--- ФРАГМЕНТ ТЕКСТА ---
Пушкин относился к Мицкевичу с подчёркнутым пиететом. Вот что мы находим на эту тему у Полевого: «Невольно увлекшись в похвалы Мицкевичу, Пушкин сказал, между прочим: «Недавно Жуковский говорит мне: знаешь ли, брат, ведь он заткнет тебя за пояс. Ты не так говоришь, – отвечал я, – он уже заткнул меня». – У Пушкина был рукописный подстрочный перевод «Конрада Валенрода», потому что наш поэт, восхищенный красотами подлинника, хотел, в изъявление своей дружбы к Мицкевичу, перевести всего «Валенрода». Он сделал попытку, перевел начало, но увидел, как говорил он сам, что не умеет переводить, т.е. не умеет подчинить себя тяжелой работе переводчика».

--- ЧТО СДЕЛАТЬ ---
A – По фрагменту о Пушкине и Мицкевиче объясните, зачем у Пушкина был рукописный подстрочный перевод «Конрада Валенрода».
B – Выпишите все фамилии людей, упомянутых во фрагменте о Пушкине и Мицкевиче. Названия произведений не учитываются.

--- ВЫБОРКА ИЗ ДАТАСЕТА ---
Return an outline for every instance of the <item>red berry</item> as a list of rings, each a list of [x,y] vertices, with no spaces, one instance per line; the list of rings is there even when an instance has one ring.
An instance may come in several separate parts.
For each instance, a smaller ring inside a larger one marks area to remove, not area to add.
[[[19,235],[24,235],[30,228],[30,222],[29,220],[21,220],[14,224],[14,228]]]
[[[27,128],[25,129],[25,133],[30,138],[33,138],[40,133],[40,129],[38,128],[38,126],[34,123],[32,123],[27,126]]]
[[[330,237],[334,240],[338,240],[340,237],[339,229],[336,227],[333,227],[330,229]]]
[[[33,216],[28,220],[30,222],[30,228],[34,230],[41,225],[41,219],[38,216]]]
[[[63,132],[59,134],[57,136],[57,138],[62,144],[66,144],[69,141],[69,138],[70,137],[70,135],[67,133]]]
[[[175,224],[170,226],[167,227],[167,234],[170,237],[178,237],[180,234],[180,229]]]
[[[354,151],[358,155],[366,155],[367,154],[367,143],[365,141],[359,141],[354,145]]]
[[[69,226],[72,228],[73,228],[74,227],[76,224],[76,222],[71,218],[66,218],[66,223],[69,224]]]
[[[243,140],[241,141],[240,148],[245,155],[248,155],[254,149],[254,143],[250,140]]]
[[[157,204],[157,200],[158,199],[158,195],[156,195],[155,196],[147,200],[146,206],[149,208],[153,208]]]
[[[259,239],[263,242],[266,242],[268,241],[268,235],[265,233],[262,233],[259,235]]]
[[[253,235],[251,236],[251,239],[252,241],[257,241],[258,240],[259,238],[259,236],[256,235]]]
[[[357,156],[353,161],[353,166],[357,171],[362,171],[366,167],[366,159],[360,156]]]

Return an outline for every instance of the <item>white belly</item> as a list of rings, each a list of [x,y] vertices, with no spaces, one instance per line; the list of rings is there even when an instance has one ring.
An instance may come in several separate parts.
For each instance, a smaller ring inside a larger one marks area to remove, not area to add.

--- РЕШЕНИЯ ЗАДАНИЙ ---
A – Пушкина восхитили красоты подлинника, и в знак дружбы к Мицкевичу он хотел перевести всего «Валенрода». Подстрочник служил ему для этой работы.

B – Пушкин, Мицкевич, Полевой, Жуковский